Items from a data source
______________________________

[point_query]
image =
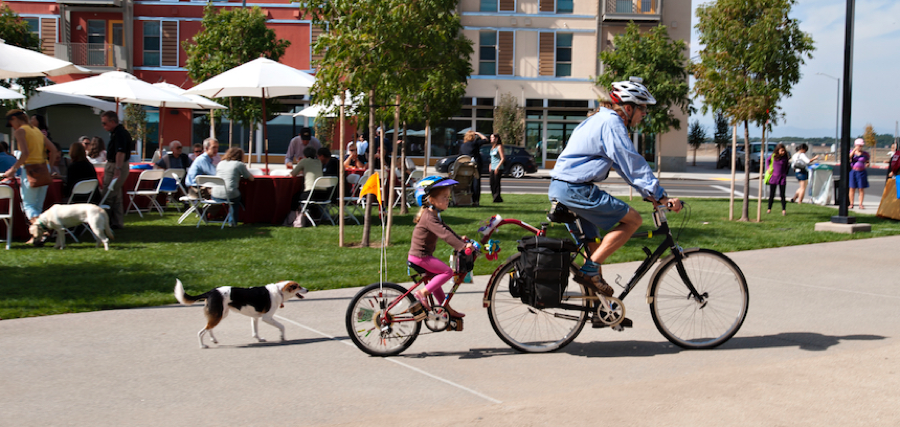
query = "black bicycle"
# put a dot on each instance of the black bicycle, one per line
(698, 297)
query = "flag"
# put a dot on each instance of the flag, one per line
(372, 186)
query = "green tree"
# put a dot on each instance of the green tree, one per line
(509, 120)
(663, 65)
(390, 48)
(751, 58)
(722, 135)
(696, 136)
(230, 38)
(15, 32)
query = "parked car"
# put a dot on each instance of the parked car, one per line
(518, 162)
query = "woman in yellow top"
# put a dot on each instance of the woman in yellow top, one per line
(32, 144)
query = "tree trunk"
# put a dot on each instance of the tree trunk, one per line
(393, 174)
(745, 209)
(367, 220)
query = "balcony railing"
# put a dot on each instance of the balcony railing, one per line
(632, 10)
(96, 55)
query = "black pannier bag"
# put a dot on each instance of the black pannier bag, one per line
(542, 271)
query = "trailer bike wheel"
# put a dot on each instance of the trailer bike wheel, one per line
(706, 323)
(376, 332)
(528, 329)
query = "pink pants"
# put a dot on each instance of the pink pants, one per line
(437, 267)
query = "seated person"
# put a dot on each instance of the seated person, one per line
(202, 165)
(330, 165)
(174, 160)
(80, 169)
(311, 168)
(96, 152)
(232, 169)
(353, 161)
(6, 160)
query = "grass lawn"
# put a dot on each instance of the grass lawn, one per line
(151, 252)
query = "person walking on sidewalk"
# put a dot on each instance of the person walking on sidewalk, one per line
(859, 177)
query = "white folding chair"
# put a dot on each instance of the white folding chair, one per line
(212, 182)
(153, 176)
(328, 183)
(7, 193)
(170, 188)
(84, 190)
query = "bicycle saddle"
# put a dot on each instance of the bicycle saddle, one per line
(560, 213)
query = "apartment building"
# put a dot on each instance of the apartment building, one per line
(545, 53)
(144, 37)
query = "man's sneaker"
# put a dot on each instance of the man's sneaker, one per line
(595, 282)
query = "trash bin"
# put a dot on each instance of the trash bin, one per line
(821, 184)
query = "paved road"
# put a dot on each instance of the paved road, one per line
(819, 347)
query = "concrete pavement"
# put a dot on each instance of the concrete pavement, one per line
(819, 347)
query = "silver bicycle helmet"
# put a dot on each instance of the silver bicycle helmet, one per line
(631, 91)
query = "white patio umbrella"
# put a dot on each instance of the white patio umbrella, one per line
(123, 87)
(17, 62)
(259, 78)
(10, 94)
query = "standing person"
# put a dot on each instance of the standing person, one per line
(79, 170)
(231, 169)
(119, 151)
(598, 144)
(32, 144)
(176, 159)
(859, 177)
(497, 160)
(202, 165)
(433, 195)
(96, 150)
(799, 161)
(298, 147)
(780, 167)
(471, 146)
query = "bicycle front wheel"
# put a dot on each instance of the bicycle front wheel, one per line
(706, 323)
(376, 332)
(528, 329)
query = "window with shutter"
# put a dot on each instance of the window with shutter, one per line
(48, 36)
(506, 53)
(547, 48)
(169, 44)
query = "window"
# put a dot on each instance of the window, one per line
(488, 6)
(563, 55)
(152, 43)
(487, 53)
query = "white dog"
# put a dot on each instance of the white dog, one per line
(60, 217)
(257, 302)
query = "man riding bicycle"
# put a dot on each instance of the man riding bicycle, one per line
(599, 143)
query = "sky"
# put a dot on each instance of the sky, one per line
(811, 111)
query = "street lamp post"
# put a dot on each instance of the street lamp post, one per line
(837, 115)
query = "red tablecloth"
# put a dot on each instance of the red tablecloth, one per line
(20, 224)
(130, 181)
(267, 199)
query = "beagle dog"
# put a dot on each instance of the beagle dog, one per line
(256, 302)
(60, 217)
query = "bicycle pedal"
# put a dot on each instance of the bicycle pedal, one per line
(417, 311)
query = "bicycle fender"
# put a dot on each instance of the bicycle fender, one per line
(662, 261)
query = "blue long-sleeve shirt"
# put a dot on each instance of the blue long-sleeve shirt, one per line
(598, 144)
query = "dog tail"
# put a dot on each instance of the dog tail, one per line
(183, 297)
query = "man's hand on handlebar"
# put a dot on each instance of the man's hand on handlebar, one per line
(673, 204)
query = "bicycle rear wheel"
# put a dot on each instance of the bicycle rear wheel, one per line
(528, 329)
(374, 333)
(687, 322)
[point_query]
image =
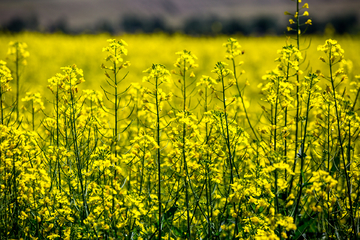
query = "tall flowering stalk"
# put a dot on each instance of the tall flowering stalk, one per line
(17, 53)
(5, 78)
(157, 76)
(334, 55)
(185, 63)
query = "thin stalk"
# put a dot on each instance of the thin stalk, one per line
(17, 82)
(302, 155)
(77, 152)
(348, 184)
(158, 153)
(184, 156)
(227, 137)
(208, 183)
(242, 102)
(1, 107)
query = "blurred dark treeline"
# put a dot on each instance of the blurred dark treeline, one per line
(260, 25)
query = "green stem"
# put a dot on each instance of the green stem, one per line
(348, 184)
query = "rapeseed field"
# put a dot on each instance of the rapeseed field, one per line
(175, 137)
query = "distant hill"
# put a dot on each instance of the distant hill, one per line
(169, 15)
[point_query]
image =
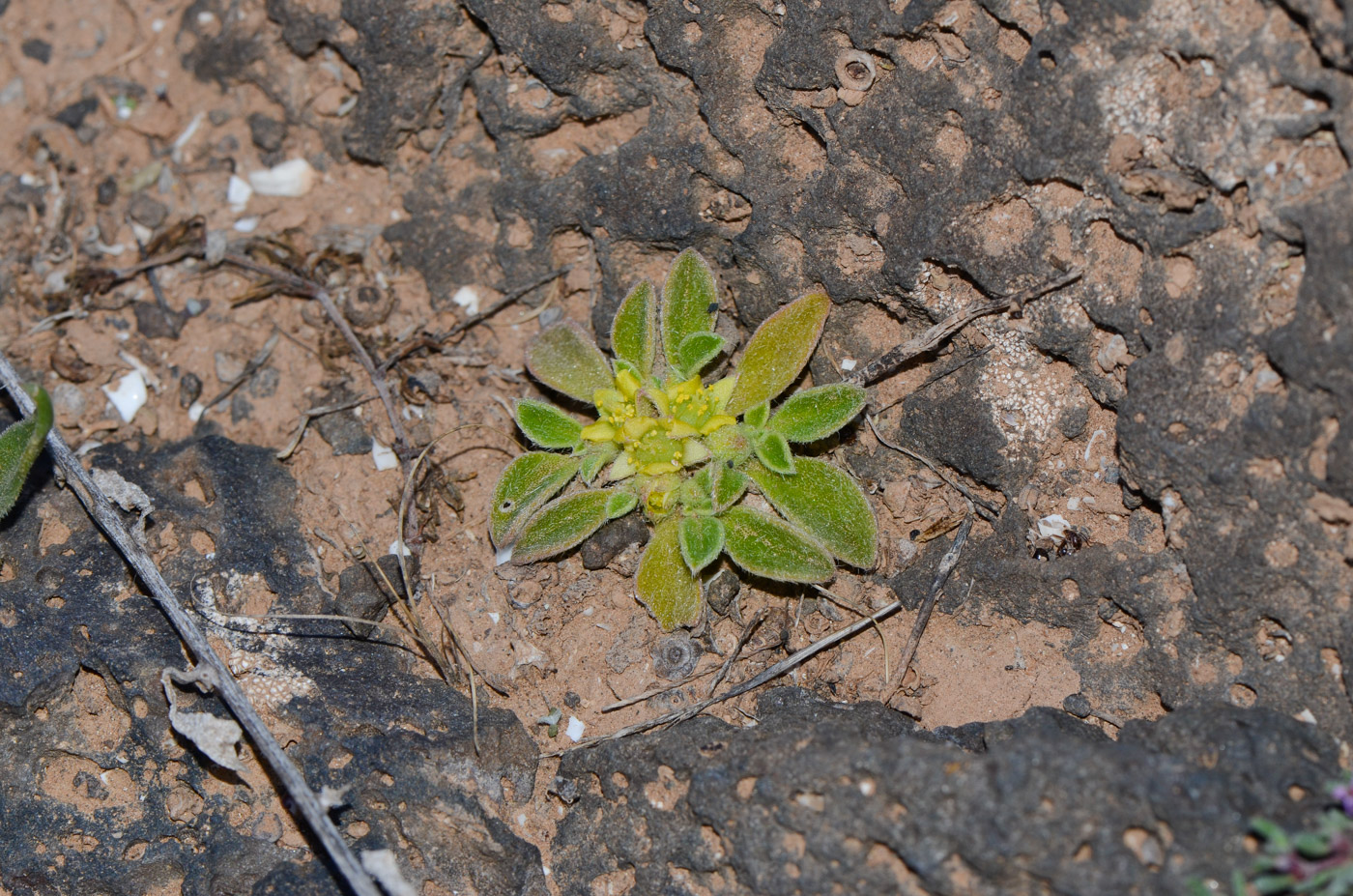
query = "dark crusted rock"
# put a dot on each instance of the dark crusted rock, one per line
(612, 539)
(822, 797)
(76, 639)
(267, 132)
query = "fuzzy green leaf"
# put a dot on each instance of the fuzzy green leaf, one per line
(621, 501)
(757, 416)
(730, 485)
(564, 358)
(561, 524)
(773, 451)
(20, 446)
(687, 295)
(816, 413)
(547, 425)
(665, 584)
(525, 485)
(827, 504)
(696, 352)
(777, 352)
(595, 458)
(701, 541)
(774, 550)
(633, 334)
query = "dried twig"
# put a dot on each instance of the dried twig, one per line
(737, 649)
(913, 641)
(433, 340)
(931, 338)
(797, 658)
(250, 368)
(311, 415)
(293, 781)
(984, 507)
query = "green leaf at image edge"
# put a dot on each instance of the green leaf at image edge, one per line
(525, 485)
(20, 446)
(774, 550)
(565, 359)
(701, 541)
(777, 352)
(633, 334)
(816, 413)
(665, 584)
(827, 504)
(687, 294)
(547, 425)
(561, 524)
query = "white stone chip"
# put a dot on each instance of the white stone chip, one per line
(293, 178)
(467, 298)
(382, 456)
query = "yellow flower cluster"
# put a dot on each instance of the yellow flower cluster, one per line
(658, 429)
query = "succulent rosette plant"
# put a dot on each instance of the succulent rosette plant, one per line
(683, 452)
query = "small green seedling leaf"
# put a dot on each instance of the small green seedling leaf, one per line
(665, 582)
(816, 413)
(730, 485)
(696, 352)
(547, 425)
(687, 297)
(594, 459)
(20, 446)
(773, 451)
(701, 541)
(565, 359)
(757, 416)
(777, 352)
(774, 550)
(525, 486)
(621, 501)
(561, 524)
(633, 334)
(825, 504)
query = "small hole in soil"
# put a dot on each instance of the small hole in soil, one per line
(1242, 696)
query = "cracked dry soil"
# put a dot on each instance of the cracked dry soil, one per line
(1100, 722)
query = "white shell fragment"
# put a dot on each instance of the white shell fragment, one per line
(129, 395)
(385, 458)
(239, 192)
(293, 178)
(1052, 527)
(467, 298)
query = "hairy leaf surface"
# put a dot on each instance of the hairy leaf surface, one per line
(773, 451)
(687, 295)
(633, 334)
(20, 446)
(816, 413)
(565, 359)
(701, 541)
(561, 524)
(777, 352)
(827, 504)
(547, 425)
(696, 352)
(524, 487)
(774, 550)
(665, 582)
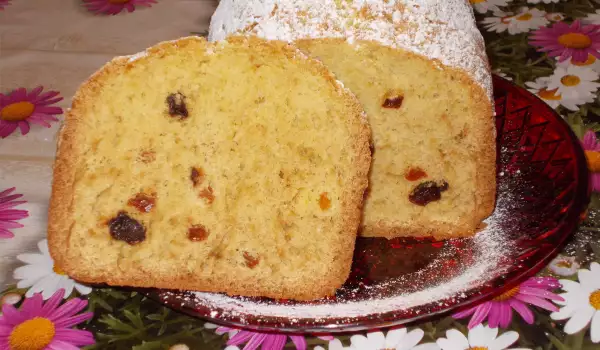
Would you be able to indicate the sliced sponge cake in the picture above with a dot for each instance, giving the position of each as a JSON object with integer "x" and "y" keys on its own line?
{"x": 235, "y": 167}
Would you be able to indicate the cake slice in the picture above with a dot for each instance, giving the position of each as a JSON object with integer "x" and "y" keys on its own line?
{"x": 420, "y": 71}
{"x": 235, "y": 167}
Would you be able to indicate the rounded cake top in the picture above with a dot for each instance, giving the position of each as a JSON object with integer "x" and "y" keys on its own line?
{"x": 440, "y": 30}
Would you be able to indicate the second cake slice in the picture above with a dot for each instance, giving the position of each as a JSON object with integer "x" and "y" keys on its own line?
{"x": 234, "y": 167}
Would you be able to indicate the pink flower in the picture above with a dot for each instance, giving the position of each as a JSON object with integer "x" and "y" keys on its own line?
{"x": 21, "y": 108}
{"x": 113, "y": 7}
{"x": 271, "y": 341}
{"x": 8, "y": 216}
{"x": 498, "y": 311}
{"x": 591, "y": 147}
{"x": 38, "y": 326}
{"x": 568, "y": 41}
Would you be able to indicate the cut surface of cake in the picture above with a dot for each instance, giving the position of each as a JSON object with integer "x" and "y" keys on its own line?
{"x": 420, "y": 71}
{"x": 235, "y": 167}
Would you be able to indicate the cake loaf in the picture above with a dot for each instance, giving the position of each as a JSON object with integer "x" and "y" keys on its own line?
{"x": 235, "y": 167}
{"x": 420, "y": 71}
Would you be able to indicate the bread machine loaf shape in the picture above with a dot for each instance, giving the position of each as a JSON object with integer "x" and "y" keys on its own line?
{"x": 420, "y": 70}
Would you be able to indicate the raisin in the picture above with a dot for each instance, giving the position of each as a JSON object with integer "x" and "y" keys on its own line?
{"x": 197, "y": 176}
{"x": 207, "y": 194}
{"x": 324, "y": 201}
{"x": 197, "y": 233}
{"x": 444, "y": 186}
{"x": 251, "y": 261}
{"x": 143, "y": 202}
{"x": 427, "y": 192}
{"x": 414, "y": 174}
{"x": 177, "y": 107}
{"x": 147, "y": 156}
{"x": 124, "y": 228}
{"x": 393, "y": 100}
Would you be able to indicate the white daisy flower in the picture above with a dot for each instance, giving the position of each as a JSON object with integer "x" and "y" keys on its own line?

______________________________

▶ Brief:
Begin with the line that contains "Would you be able to indicate the bread" and set down each line exactly until the records above end, including the final line.

▶ Task response:
Would you be able to indicate the bread machine loaf shape in the picture above with a dot for each instance, giving the position of each as a JSON object with integer "x" and "y" keys on its own line?
{"x": 420, "y": 70}
Would you be able to indicate the raisin in the picture above with a dot for each instance, giving the position of each as a JSON object with integer "x" and "y" keys on its own line?
{"x": 197, "y": 176}
{"x": 207, "y": 194}
{"x": 324, "y": 201}
{"x": 197, "y": 233}
{"x": 444, "y": 186}
{"x": 251, "y": 261}
{"x": 143, "y": 202}
{"x": 427, "y": 192}
{"x": 414, "y": 174}
{"x": 177, "y": 107}
{"x": 147, "y": 156}
{"x": 124, "y": 228}
{"x": 393, "y": 100}
Would you be able to indicate the white daisy flower in the picture above with a dot for each instance, giving the position of each as a JSON object with integer "x" and "y" keys on its own line?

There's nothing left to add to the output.